**Exercise instructions**
Turn every line of the material below into a numbered list, skipping any blank lines. Leave the pictures out of your answer.

— Start of Exercise materials —

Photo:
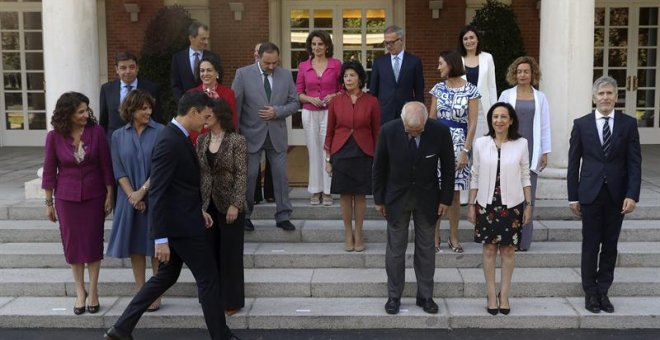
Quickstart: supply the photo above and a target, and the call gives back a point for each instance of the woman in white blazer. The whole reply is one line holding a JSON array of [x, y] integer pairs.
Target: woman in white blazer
[[500, 199], [534, 117], [480, 71]]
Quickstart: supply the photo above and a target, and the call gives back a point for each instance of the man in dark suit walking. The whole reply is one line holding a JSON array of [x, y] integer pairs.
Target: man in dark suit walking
[[604, 178], [409, 153], [396, 77], [177, 222], [113, 92], [184, 63]]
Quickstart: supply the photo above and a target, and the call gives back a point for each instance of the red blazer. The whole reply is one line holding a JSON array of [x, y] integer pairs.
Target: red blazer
[[225, 93], [361, 120], [72, 181]]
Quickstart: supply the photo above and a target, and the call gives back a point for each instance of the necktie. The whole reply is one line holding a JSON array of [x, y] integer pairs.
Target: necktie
[[607, 136], [397, 68], [267, 86], [196, 68], [412, 145]]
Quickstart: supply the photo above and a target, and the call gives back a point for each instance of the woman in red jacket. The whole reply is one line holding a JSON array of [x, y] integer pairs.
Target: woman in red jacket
[[353, 126]]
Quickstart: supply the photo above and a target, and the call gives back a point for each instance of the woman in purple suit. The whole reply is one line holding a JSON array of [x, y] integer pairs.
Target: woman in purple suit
[[78, 173]]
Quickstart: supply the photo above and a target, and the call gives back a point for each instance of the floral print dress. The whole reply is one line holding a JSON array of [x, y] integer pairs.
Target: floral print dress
[[497, 224]]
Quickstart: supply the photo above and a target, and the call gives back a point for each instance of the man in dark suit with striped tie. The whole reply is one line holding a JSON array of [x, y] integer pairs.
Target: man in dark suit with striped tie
[[604, 178]]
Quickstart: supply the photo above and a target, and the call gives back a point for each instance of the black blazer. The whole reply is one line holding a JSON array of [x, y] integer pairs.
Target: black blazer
[[392, 94], [109, 116], [622, 168], [182, 77], [174, 194], [395, 173]]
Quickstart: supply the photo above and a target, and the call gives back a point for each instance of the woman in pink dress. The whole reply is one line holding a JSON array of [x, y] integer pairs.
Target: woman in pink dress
[[78, 173]]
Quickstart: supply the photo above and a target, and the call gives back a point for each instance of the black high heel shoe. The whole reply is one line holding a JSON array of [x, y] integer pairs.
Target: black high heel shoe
[[504, 311], [79, 310]]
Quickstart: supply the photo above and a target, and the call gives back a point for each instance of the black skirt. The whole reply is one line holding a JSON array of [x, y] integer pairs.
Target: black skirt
[[351, 170]]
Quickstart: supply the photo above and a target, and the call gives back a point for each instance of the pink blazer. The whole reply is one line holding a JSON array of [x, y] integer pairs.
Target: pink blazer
[[72, 181]]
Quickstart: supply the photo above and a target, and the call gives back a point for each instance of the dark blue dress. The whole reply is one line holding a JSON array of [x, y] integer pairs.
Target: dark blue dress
[[131, 158]]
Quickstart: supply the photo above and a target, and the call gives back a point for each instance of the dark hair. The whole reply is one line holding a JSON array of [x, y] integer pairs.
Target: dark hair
[[224, 114], [268, 47], [193, 29], [216, 65], [194, 99], [125, 55], [325, 37], [464, 31], [455, 63], [512, 133], [355, 66], [65, 107], [134, 101]]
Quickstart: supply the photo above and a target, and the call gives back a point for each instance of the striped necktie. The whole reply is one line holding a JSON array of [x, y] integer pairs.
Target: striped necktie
[[607, 137]]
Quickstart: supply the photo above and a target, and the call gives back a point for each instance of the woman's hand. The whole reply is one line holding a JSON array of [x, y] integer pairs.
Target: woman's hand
[[136, 196], [462, 160], [232, 214], [472, 213], [50, 213], [109, 202], [328, 168], [527, 215]]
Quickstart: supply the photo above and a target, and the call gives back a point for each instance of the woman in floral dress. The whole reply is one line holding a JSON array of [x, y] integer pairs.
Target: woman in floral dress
[[455, 103]]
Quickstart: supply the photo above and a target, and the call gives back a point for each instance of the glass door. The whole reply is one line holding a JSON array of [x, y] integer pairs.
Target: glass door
[[22, 95], [356, 30], [626, 48]]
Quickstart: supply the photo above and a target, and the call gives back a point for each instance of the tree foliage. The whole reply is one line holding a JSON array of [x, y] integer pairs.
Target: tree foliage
[[166, 34], [500, 36]]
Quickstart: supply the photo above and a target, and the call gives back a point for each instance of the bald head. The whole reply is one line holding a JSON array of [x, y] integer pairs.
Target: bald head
[[414, 115]]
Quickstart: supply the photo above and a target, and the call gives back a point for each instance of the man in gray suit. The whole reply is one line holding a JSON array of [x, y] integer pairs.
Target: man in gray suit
[[265, 96]]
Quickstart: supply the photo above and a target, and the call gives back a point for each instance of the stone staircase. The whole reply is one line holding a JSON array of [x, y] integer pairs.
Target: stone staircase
[[304, 280]]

— End of Exercise materials —

**Task result**
1. Photo:
2. Quickstart: supply the photo above and a target, and the call gives back a point for each instance of the woman in white blazer. The whole reply is one line holding a JSON array of [x, y] integer pairs.
3. Target: woman in white blazer
4. [[500, 199], [534, 117], [480, 71]]
5. Quickstart: supply the photo above and a target, and the call gives back a point for each instance of the man in dark suit walking. The whole reply is one line holding a JSON array of [x, y] integer pairs.
6. Target: man in dark suit walking
7. [[604, 178], [409, 153], [396, 77], [177, 222], [113, 92], [184, 63]]
8. Quickstart: supply the photo above and a target, and the call gives back a point for each instance of the red blazer. The whole reply is one line holding a JSON array of [x, y] integer pairs.
9. Target: red blazer
10. [[225, 93], [361, 120], [72, 181]]
11. Quickstart: supply the photo above and a target, and the call gives back a point for each instance of the necktie. The whole reply is one line holding a JSON array of [x, y] integer pairs.
12. Target: necktie
13. [[607, 136], [397, 68], [267, 86], [196, 68], [412, 145]]
14. Quickstart: supply the photo above and a target, and the call gives back a point for each instance of the woman in red jacket. The whole reply is one line holding a JSON array of [x, y] integer pairs.
15. Target: woman in red jacket
16. [[353, 126]]
17. Quickstart: supply the photo above and a target, and the call gives back a point for each instance of the woman in purple suit. The whole reply is one line holding a JSON array of [x, y] integer pairs.
18. Target: woman in purple suit
19. [[78, 173]]
20. Quickstart: supply the photo above and a target, and the call gives back a point for each instance of the floral print dress. The whole reply is one line holding a JSON array of [x, y] integer pairs.
21. Target: floral print dress
22. [[497, 224]]
23. Quickstart: supply the photo above and a target, and the call gives back a point for each instance of the man in dark suit with striped tie. The whole reply is one line holding a JSON array of [x, y] integer pairs.
24. Target: man in dark suit with striped tie
25. [[604, 178]]
26. Quickstart: supply the photo above and a target, and the call gives back a point for each instance of the black blazer. The whole reply is one line holding a JSON array of [x, y] integer pairs.
27. Target: black blazer
28. [[392, 94], [109, 116], [622, 168], [182, 77], [174, 194], [395, 173]]
29. Quickstart: supply the photo above and a target, and the call gives back a point for each instance of the woman in pink dress. The whole reply is one line holding a JSON array of [x, y] integer pairs.
30. Target: woman in pink dress
31. [[78, 173]]
32. Quickstart: supply the photo above and a target, and the call gives back a point for each instance of the black high heel shoe. The whole reply is one line holding a JSON array of [x, y] integer pairs.
33. Target: black high heel shoe
34. [[504, 311], [79, 310]]
35. Quickstart: supply the photo above and a target, and the call gives back a point for each instance of the black skirt. The whole reply is one line holding a JSON array of [x, y] integer pairs.
36. Target: black skirt
37. [[351, 170]]
38. Quickstart: supply the photo above and a target, and the call gives back a point for each instance of the pink blazer. The whole reply is one line holding a JSON array of [x, y] integer pairs.
39. Target: pink blazer
40. [[72, 181]]
41. Quickstart: supply the photo above and a target, and the call gives back a point for each instance of the dark blue dress. The whole reply is one line holding a JSON array of [x, y] integer pairs.
42. Target: dark blue dress
43. [[131, 158]]
44. Quickstart: supply the photo above and a target, and the call gives back a point for each instance of the dark hair. The whole reply is one line holding a JSON array of [x, y] integer pairs.
45. Target: dark hair
46. [[224, 114], [268, 47], [193, 29], [216, 65], [194, 99], [125, 55], [325, 37], [464, 31], [455, 63], [512, 133], [355, 66], [65, 107], [134, 101]]
47. Quickstart: supply the photo above and a target, and the call gives back a point for each instance of the striped necktie. The whole reply is one line holding a JSON array of [x, y] integer pairs.
48. Target: striped necktie
49. [[607, 137]]
50. Quickstart: supply the photo above and a target, and the call gives back a point for each instance of the woman's hand. The whole reply is one line holding a JSON array of [x, y] integer pairs.
51. Target: woman's hand
52. [[136, 196], [462, 160], [232, 214], [472, 213], [50, 213], [109, 202], [328, 168], [527, 215]]
53. Quickstart: supply the photo above and a target, and the call gives back a point for each instance of the woman in floral dress. The whole reply is one line holding a JSON array of [x, y] integer pairs.
54. Target: woman in floral dress
55. [[455, 103]]
56. Quickstart: supply the photo above and a target, and the call gives back a point for each instance of the glass door. The whole reply is one line holding a JSON array of [x, y] integer pairs.
57. Target: glass door
58. [[22, 95], [356, 30], [626, 48]]
59. Quickstart: supply the photo above and a target, and the call gives back a point for each instance of the tree foliage. The whole reply is one line holding a JSON array of [x, y] integer pairs.
60. Target: tree foliage
61. [[166, 34], [500, 36]]
62. Quickstart: supply the photo above and a target, and the call gives back a point for each instance of the bald head. The whole reply is one line holding a JSON array of [x, y] integer pairs.
63. Target: bald head
64. [[414, 115]]
65. Quickstart: supply the photo above and a target, and the call gives back a point for each instance of the man in gray suit. The whole reply is one line holding a JSON array of [x, y] integer pairs.
66. Target: man in gray suit
67. [[265, 96]]
68. Quickstart: supply the photo above and a target, and the call gives back a point for each instance of the stone staircase. The whole reply is one line holding a JSON array of [x, y] integer pairs.
69. Target: stone staircase
70. [[304, 280]]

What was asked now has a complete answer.